» **SUPPLIED RECORDS**:
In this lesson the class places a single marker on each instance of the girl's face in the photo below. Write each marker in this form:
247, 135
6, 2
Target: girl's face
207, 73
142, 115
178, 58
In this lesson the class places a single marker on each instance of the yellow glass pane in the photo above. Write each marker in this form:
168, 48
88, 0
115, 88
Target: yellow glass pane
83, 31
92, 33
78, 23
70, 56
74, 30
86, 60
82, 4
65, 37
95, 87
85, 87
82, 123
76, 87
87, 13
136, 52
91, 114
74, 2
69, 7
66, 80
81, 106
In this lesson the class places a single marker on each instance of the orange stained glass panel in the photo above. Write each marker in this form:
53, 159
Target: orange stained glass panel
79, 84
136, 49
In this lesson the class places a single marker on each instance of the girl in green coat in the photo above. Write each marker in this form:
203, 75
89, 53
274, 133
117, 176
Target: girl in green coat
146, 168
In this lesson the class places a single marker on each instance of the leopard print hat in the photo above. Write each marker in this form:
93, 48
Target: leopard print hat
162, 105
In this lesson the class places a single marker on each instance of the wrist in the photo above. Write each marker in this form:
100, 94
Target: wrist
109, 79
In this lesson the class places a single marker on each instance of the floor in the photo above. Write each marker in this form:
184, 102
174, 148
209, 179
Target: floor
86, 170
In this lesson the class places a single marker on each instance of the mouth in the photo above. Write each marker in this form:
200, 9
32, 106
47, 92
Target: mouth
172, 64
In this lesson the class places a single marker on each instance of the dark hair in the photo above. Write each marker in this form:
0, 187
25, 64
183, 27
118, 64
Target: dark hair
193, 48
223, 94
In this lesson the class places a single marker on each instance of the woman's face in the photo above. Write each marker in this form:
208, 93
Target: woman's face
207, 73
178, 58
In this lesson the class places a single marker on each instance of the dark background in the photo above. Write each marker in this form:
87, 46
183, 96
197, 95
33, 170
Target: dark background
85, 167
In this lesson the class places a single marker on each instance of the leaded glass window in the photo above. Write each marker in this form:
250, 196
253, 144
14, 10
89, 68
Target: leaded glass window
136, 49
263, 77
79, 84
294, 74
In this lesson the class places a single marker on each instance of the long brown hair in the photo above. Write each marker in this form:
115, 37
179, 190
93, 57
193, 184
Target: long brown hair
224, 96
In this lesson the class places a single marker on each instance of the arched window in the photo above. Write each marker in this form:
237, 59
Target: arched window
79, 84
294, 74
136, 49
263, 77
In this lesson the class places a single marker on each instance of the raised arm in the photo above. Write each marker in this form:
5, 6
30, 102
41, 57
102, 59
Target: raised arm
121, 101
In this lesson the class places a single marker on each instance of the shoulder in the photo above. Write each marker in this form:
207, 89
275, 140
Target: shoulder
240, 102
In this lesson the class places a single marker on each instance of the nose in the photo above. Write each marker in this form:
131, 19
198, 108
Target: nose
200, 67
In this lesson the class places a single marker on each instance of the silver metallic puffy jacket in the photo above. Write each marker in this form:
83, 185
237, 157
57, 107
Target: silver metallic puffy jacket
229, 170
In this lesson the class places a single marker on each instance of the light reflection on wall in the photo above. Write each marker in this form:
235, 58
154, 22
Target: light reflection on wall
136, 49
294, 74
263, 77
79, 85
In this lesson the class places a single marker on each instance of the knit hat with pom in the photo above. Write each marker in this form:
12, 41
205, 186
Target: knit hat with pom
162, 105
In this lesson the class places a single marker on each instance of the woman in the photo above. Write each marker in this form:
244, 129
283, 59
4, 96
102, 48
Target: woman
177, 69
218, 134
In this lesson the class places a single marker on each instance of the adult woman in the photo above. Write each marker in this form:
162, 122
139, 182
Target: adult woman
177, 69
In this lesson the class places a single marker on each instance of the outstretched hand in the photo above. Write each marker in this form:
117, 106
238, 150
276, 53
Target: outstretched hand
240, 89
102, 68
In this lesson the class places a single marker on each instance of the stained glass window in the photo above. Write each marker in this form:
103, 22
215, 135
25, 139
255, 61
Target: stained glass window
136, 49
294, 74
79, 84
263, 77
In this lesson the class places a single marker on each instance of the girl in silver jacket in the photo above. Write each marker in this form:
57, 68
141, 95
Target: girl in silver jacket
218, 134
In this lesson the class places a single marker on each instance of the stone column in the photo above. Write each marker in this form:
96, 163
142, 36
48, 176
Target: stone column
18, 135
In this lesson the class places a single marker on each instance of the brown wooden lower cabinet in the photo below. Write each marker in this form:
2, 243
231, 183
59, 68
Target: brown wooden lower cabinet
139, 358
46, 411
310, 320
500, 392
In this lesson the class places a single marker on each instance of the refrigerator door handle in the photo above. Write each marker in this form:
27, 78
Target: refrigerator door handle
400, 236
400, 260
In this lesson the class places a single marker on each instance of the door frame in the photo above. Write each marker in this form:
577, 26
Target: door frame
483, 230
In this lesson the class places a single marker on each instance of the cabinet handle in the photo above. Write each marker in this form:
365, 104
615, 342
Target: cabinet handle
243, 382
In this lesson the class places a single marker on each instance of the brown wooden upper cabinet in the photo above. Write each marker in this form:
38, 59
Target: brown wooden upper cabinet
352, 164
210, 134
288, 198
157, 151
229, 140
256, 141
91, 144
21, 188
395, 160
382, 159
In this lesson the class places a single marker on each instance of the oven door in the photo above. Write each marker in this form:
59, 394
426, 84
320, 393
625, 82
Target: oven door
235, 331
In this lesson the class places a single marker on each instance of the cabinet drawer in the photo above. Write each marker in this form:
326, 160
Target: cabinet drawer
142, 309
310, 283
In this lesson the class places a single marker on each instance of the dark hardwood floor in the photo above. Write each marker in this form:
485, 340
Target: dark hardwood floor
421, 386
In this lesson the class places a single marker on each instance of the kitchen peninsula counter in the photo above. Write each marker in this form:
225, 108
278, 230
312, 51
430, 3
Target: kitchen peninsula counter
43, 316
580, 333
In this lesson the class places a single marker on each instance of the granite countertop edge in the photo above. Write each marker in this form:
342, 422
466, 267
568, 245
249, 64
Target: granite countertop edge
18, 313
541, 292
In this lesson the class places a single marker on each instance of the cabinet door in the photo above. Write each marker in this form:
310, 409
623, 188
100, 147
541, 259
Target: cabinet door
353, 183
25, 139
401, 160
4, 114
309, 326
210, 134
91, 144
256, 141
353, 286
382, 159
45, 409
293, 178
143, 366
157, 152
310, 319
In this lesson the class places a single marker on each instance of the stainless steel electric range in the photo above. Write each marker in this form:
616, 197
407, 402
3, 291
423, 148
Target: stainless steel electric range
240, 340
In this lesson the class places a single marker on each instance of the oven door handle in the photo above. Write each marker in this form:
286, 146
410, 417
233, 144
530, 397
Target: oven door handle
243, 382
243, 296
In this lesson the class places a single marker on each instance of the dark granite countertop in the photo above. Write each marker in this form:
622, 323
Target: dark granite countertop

» **SHORT PROBLEM**:
Convert the data above into a numbered list, one line per item, leaving out any blank lines.

» **SOLUTION TO THIS TASK**:
1. In this lesson the class places a single marker on each instance of the girl's face in the photo below. Write each marker in this form:
2. 247, 135
3. 6, 2
4. Target: girl's face
5. 207, 73
6. 142, 115
7. 178, 58
8. In this lesson the class places a single marker on each instance of the yellow glass pane in the photo above. Write each marker in this form:
9. 168, 48
10. 88, 0
11. 115, 88
12. Target: yellow glass pane
13. 83, 31
14. 92, 33
15. 78, 23
16. 70, 56
17. 74, 30
18. 86, 60
19. 82, 4
20. 65, 37
21. 95, 87
22. 85, 87
23. 82, 123
24. 76, 87
25. 87, 13
26. 136, 52
27. 91, 114
28. 74, 2
29. 69, 7
30. 66, 80
31. 81, 106
32. In this lesson the class places a single marker on each instance of the orange stained glass panel in the photo above. Write each marker in this form:
33. 53, 159
34. Target: orange stained glass panel
35. 79, 84
36. 136, 49
37. In this lesson the class places a single marker on each instance of the girl in green coat in the photo above. Write each marker in this form:
38. 203, 75
39. 89, 53
40. 274, 133
41. 117, 176
42. Target: girl in green coat
43. 146, 168
44. In this lesson the class places a single marker on each instance of the leopard print hat in the photo above. Write each marker in this form:
45. 93, 48
46. Target: leopard print hat
47. 162, 105
48. In this lesson the class places a single marker on each instance of the wrist in the photo above. Write each marker in this form:
49. 100, 94
50. Target: wrist
51. 109, 79
52. In this lesson the class places a single marker on each instance of the floor in the photo above. Write each marker in this form:
53. 184, 102
54. 174, 148
55. 209, 179
56. Target: floor
57. 86, 170
58. In this lesson the class places a single marker on each instance of the mouth in the photo above. Write each marker in this form:
59. 200, 9
60. 32, 106
61. 47, 92
62. Target: mouth
63. 172, 64
64. In this lesson the class places a single marker on each instance of the dark hair in the photo above. Write each marker in this form:
65. 0, 187
66. 25, 64
67. 183, 27
68. 118, 64
69. Target: dark hair
70. 193, 48
71. 223, 94
72. In this lesson the class places a single marker on each instance of the woman's face in the photo above. Write each marker in this form:
73. 208, 93
74. Target: woman's face
75. 207, 73
76. 178, 58
77. In this lesson the class places a single marker on each instance of the dark background in the photo above. Write each marker in this form:
78. 87, 46
79. 183, 96
80. 197, 95
81. 33, 170
82. Target: dark background
83. 85, 167
84. In this lesson the class places a single marker on each instance of the leaded glass window in the photo above. Write each marker in this form:
85. 250, 196
86. 253, 144
87. 14, 10
88. 89, 68
89. Target: leaded glass window
90. 136, 49
91. 263, 77
92. 79, 84
93. 294, 74
94. In this lesson the class places a single marker on each instance of the long brown hair in the photo above. Write each marker in this form:
95. 115, 37
96. 179, 190
97. 93, 57
98. 193, 184
99. Target: long brown hair
100. 224, 96
101. In this lesson the class places a single marker on each instance of the arched window in the photo above. Write each marker in this form:
102. 237, 59
103. Target: arched window
104. 79, 84
105. 294, 74
106. 136, 49
107. 263, 77
108. In this lesson the class places a single marker on each instance of the raised arm in the photo above. Write each marker in this form:
109. 5, 6
110. 30, 102
111. 41, 57
112. 102, 59
113. Target: raised arm
114. 121, 101
115. In this lesson the class places a single marker on each instance of the shoulder in the photo above. Write each marker in this form:
116. 207, 89
117. 275, 140
118. Target: shoulder
119. 240, 102
120. In this lesson the class places a single marker on each instance of the nose in the photo above. Write each marker in this form:
121. 131, 19
122. 198, 108
123. Target: nose
124. 200, 67
125. In this lesson the class places a single marker on each instance of the silver metallic puffy jacket in the photo above. Write each marker in this form:
126. 83, 185
127. 237, 157
128. 57, 107
129. Target: silver metallic puffy jacket
130. 229, 170
131. In this lesson the class places a single marker on each instance of the light reflection on wall in the photo above. Write each marker in this form:
132. 235, 58
133. 154, 22
134. Target: light reflection on wall
135. 136, 49
136. 294, 74
137. 263, 77
138. 79, 85
139. In this lesson the class places a single marker on each instance of the knit hat with pom in the photo above. Write each marker in this form:
140. 12, 41
141. 205, 186
142. Target: knit hat with pom
143. 162, 105
144. In this lesson the class places a single marker on each instance of the woman in the photo above. Write each marker in this form:
145. 244, 129
146. 283, 59
147. 4, 96
148. 102, 48
149. Target: woman
150. 177, 69
151. 218, 134
152. In this lesson the class places a single marker on each instance of the adult woman in the photo above. Write each marker in this form:
153. 162, 122
154. 139, 182
155. Target: adult woman
156. 177, 69
157. In this lesson the class places a single marker on each instance of the outstretched hand in the photo above. Write each marker in this form:
158. 117, 106
159. 238, 150
160. 276, 53
161. Target: outstretched hand
162. 240, 89
163. 102, 68
164. In this lesson the class places a single marker on each instance of the stained glass window in the photo above. Write each marker in this form:
165. 103, 22
166. 215, 135
167. 25, 139
168. 255, 61
169. Target: stained glass window
170. 136, 49
171. 294, 74
172. 79, 84
173. 263, 77
174. In this lesson the class places a single marker on each instance of the girl in silver jacket in the photo above. Write each marker in this form:
175. 57, 68
176. 141, 95
177. Target: girl in silver jacket
178. 218, 134
179. In this lesson the class places a single marker on each instance of the stone column in the photo above. Write each marker in this form:
180. 96, 163
181. 142, 36
182. 48, 176
183. Target: stone column
184. 18, 135
185. In this lesson the class places a single marker on each instance of the brown wooden lower cabinet in the photo below. Write each marker in this form:
186. 2, 243
187. 231, 183
188. 59, 68
189. Target: brown wooden lower cabinet
190. 139, 358
191. 46, 411
192. 310, 320
193. 500, 392
194. In this lesson the class places a single marker on each instance of the refrigerator door handle in the photo above. Write each marker in this form:
195. 27, 78
196. Target: refrigerator door handle
197. 400, 236
198. 400, 260
199. In this lesson the class places a single marker on each instance of the door frame in the photo above. Write each marker in this form:
200. 577, 26
201. Target: door frame
202. 483, 230
203. In this lesson the class places a single marker on each instance of the cabinet handle in the photo above. Write each marker in this form:
204. 365, 104
205. 615, 342
206. Target: cabinet handle
207. 243, 382
208. In this lesson the class places a single marker on each instance of the brown wooden upper cabinet in the photo above. Write each marker in this form:
209. 38, 59
210. Target: brown wooden upper cabinet
211. 352, 164
212. 210, 134
213. 288, 198
214. 157, 151
215. 229, 140
216. 256, 141
217. 91, 144
218. 21, 188
219. 395, 160
220. 382, 159
221. In this lesson the class places a single marker on each instance of the oven door in the photo above. Write each marker in this form:
222. 59, 394
223. 426, 84
224. 320, 393
225. 625, 82
226. Target: oven door
227. 235, 331
228. In this lesson the class places a single marker on each instance of the cabinet drawer in the photo above. Write each marker in this form:
229. 326, 160
230. Target: cabinet drawer
231. 142, 309
232. 310, 283
233. In this lesson the class places a single marker on each instance of the dark hardwood floor in the photo above. Write each marker in this form:
234. 485, 340
235. Target: dark hardwood floor
236. 421, 386
237. In this lesson the class places a single marker on each instance of the kitchen peninsula counter in the photo above. Write each marker in this form:
238. 225, 108
239. 278, 230
240. 312, 51
241. 430, 3
242. Target: kitchen peninsula counter
243. 43, 316
244. 580, 333
245. In this lesson the class places a single marker on each instance of the granite countertop edge in the photo above. Write each marker in this form:
246. 342, 422
247. 466, 267
248. 568, 245
249. 249, 64
250. Target: granite countertop edge
251. 18, 313
252. 541, 292
253. In this lesson the class places a single marker on each instance of the cabinet door in the photo above. Write each marker in this form:
254. 310, 409
255. 623, 188
256. 100, 147
257. 541, 259
258. Target: cabinet door
259. 353, 183
260. 25, 139
261. 401, 160
262. 4, 114
263. 309, 326
264. 210, 134
265. 91, 144
266. 256, 141
267. 353, 286
268. 382, 159
269. 45, 409
270. 293, 178
271. 143, 366
272. 157, 152
273. 310, 319
274. In this lesson the class places a single marker on each instance of the stainless steel electric range in the photo above. Write each marker in this form:
275. 616, 197
276. 407, 402
277. 3, 291
278. 423, 148
279. Target: stainless steel electric range
280. 240, 340
281. In this lesson the class places a single marker on each instance of the oven door handle in the photo above. Write each marker in this form:
282. 286, 146
283. 410, 417
284. 233, 144
285. 530, 397
286. Target: oven door handle
287. 243, 382
288. 243, 296
289. In this lesson the class places a single marker on each instance of the dark granite countertop in the photo above. Write each marker in this form:
290. 622, 323
291. Target: dark granite countertop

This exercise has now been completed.